→ Task objective
For the string "negative", find every matching line in the records and copy it.

[Collected data]

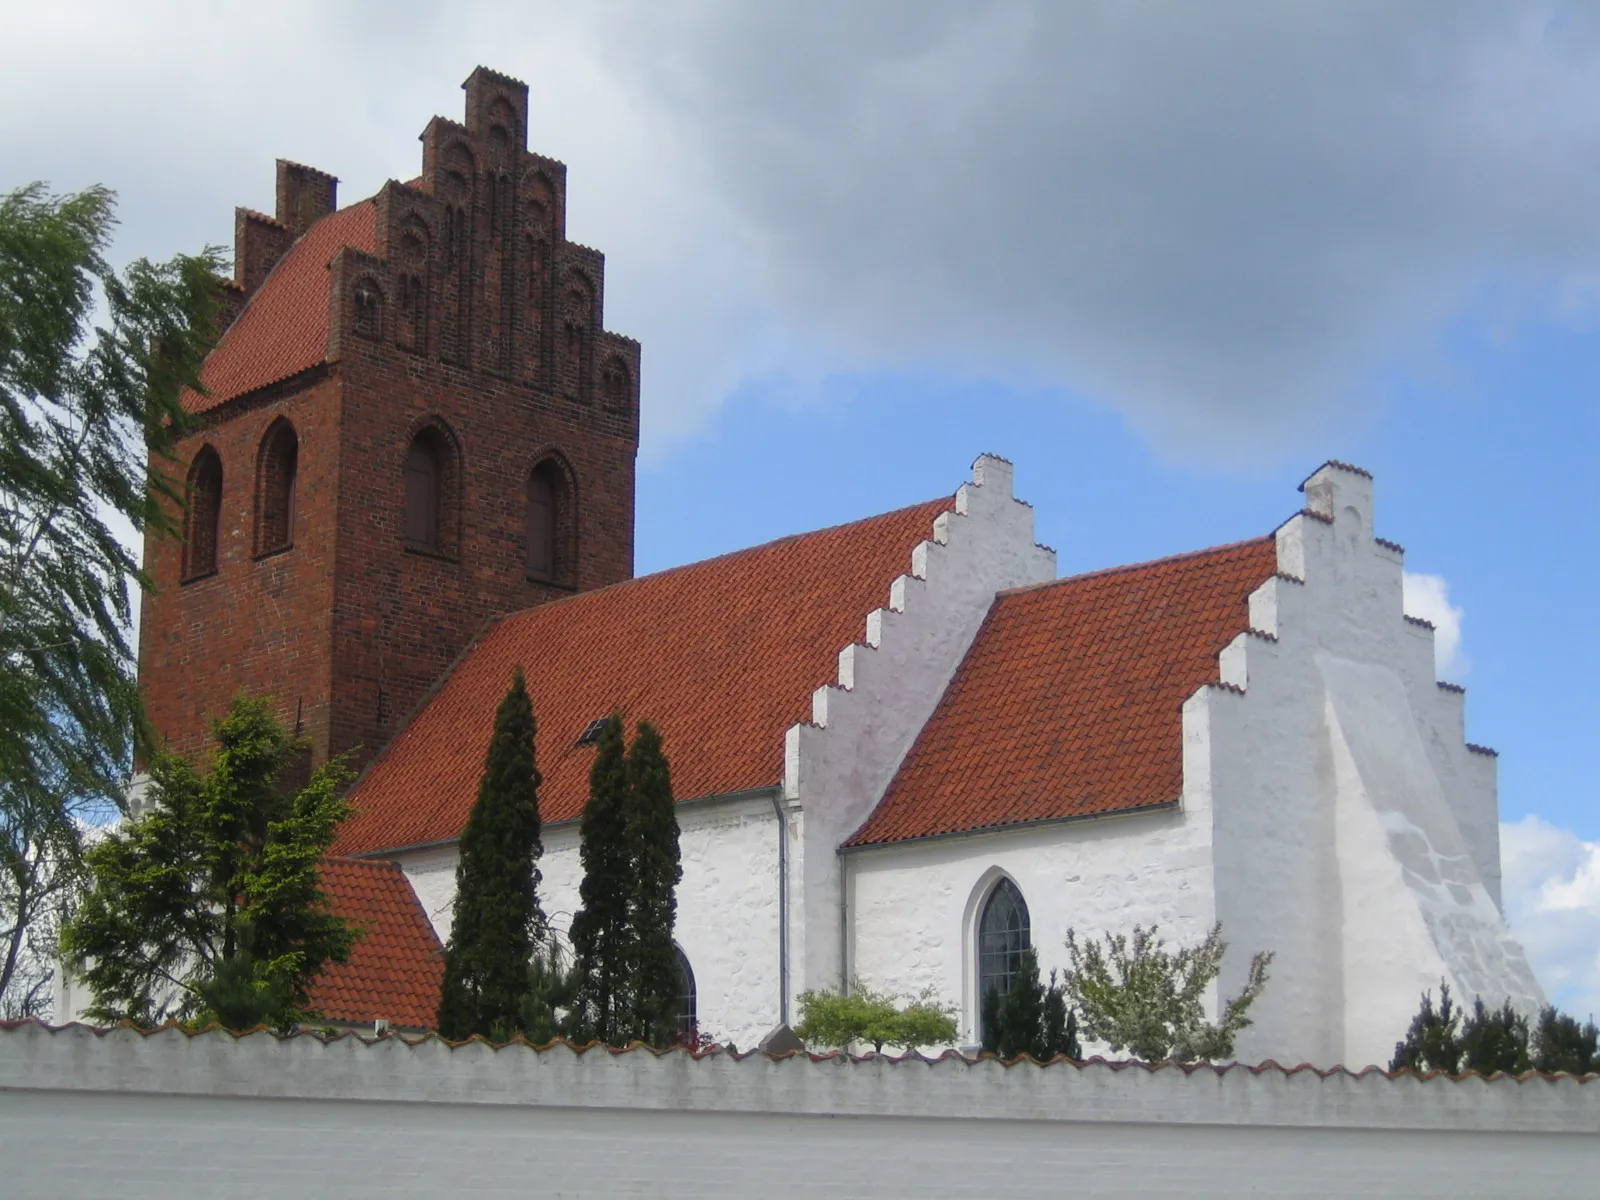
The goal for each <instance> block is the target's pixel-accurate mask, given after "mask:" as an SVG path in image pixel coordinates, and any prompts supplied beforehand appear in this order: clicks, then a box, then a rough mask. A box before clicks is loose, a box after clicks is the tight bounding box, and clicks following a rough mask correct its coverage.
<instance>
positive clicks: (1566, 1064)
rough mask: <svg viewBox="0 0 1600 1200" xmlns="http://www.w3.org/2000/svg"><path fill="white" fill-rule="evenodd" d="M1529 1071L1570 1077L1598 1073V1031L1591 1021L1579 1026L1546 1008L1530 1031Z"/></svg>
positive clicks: (1556, 1013)
mask: <svg viewBox="0 0 1600 1200" xmlns="http://www.w3.org/2000/svg"><path fill="white" fill-rule="evenodd" d="M1533 1069H1534V1070H1546V1072H1552V1074H1554V1072H1558V1070H1566V1072H1570V1074H1573V1075H1587V1074H1592V1072H1600V1029H1595V1022H1594V1021H1586V1022H1584V1024H1581V1026H1579V1024H1578V1019H1576V1018H1571V1016H1566V1014H1565V1013H1557V1011H1555V1006H1554V1005H1546V1006H1544V1010H1542V1011H1541V1013H1539V1024H1538V1026H1534V1030H1533Z"/></svg>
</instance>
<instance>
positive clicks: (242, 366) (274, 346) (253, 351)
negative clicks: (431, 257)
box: [184, 200, 378, 413]
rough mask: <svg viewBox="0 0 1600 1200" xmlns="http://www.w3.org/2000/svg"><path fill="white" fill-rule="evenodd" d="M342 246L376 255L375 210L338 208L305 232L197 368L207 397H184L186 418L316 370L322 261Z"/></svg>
mask: <svg viewBox="0 0 1600 1200" xmlns="http://www.w3.org/2000/svg"><path fill="white" fill-rule="evenodd" d="M344 246H355V248H357V250H362V251H365V253H368V254H376V253H378V206H376V205H374V203H373V202H371V200H363V202H362V203H358V205H350V206H349V208H341V210H339V211H338V213H330V214H328V216H325V218H323V219H322V221H318V222H317V224H314V226H312V227H310V229H307V230H306V235H304V237H301V238H299V240H298V242H296V243H294V245H293V246H290V251H288V253H286V254H285V256H283V258H282V259H280V261H278V264H277V266H275V267H274V269H272V272H270V274H269V275H267V278H266V280H264V282H262V285H261V288H258V290H256V294H254V296H251V298H250V304H246V306H245V310H243V312H240V314H238V318H237V320H235V322H234V323H232V325H230V326H229V330H227V333H226V334H222V341H221V342H218V346H216V349H214V350H211V354H210V357H206V360H205V365H203V366H202V368H200V382H202V384H203V386H205V390H206V395H198V394H195V392H189V394H186V397H184V406H186V408H187V410H189V411H190V413H203V411H206V410H211V408H216V406H218V405H221V403H226V402H227V400H232V398H234V397H235V395H243V394H245V392H253V390H254V389H258V387H264V386H266V384H274V382H277V381H278V379H288V378H290V376H291V374H299V373H301V371H304V370H309V368H312V366H317V365H318V363H322V362H325V360H326V357H328V264H330V262H331V261H333V256H334V254H338V253H339V251H341V250H342V248H344Z"/></svg>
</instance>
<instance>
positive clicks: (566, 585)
mask: <svg viewBox="0 0 1600 1200" xmlns="http://www.w3.org/2000/svg"><path fill="white" fill-rule="evenodd" d="M573 509H574V506H573V482H571V475H570V472H568V470H566V464H565V462H562V459H560V458H557V456H552V458H547V459H544V461H542V462H539V464H538V466H536V467H534V469H533V470H531V472H530V475H528V517H526V541H525V544H526V552H528V555H526V566H528V578H530V579H536V581H541V582H549V584H562V586H566V587H573V586H576V582H578V579H576V574H578V570H576V566H578V562H576V560H578V554H576V550H578V522H576V514H574V510H573Z"/></svg>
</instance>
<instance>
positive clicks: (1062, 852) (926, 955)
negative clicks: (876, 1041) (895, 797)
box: [846, 805, 1214, 1053]
mask: <svg viewBox="0 0 1600 1200" xmlns="http://www.w3.org/2000/svg"><path fill="white" fill-rule="evenodd" d="M846 872H848V875H846V878H848V882H850V915H851V922H850V928H851V966H853V973H854V976H856V978H858V979H861V982H862V984H866V986H867V987H872V989H878V990H890V992H904V994H909V995H918V994H922V992H923V990H925V989H931V990H933V994H934V995H936V997H938V998H939V1000H941V1002H946V1003H954V1005H958V1006H960V1019H958V1026H960V1030H962V1043H963V1045H976V1042H978V1016H979V1005H981V997H979V995H978V922H979V917H981V912H982V902H984V899H987V896H989V893H990V890H992V888H994V886H995V883H997V882H998V880H1000V878H1002V877H1006V878H1010V880H1011V882H1013V883H1014V885H1016V886H1018V890H1019V891H1021V893H1022V899H1024V901H1026V902H1027V910H1029V922H1030V931H1032V939H1034V947H1035V949H1037V952H1038V965H1040V971H1042V973H1043V974H1046V976H1048V973H1050V970H1051V968H1061V966H1066V963H1067V950H1066V938H1067V930H1069V928H1072V930H1077V933H1078V934H1080V936H1083V934H1086V933H1088V934H1091V936H1096V938H1098V936H1099V933H1101V931H1104V930H1118V931H1126V930H1131V928H1133V926H1134V925H1144V926H1149V925H1160V928H1162V931H1163V934H1166V936H1173V938H1176V939H1179V941H1194V939H1197V938H1203V936H1205V933H1206V930H1210V928H1211V922H1213V920H1214V915H1213V904H1211V853H1210V816H1208V811H1206V810H1205V806H1203V805H1202V806H1198V808H1190V810H1189V811H1179V810H1176V808H1168V810H1158V811H1149V813H1134V814H1128V816H1110V818H1096V819H1088V821H1067V822H1054V824H1043V826H1032V827H1027V829H1016V830H1005V832H994V834H979V835H971V837H952V838H934V840H925V842H907V843H904V845H898V846H894V845H891V846H874V848H870V850H861V851H853V853H850V854H848V856H846ZM1086 1053H1094V1048H1093V1046H1090V1048H1088V1050H1086Z"/></svg>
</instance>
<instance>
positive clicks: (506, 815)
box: [438, 667, 546, 1042]
mask: <svg viewBox="0 0 1600 1200" xmlns="http://www.w3.org/2000/svg"><path fill="white" fill-rule="evenodd" d="M542 853H544V843H542V842H541V837H539V766H538V762H536V757H534V720H533V699H531V698H530V696H528V686H526V683H525V680H523V675H522V667H518V669H517V672H515V674H514V675H512V683H510V690H509V691H507V693H506V698H504V699H502V701H501V706H499V710H498V712H496V714H494V733H493V736H491V738H490V749H488V754H486V755H485V760H483V778H482V779H480V781H478V798H477V803H474V805H472V814H470V816H469V818H467V827H466V829H464V830H462V834H461V853H459V858H458V859H456V901H454V920H453V923H451V926H450V944H448V946H446V947H445V981H443V990H442V994H440V1002H438V1032H440V1034H443V1035H445V1037H448V1038H458V1040H459V1038H466V1037H470V1035H474V1034H480V1035H483V1037H490V1038H494V1040H498V1042H504V1040H509V1038H510V1037H512V1035H514V1034H518V1032H523V1005H525V998H526V995H528V990H530V982H531V974H530V971H531V965H533V958H534V952H536V947H538V946H539V944H541V942H542V939H544V934H546V922H544V912H542V910H541V909H539V869H538V866H536V862H538V859H539V856H541V854H542Z"/></svg>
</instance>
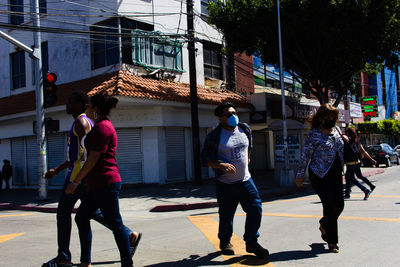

→ Answer section
negative clicks: (431, 257)
negative clicks: (876, 1041) (895, 797)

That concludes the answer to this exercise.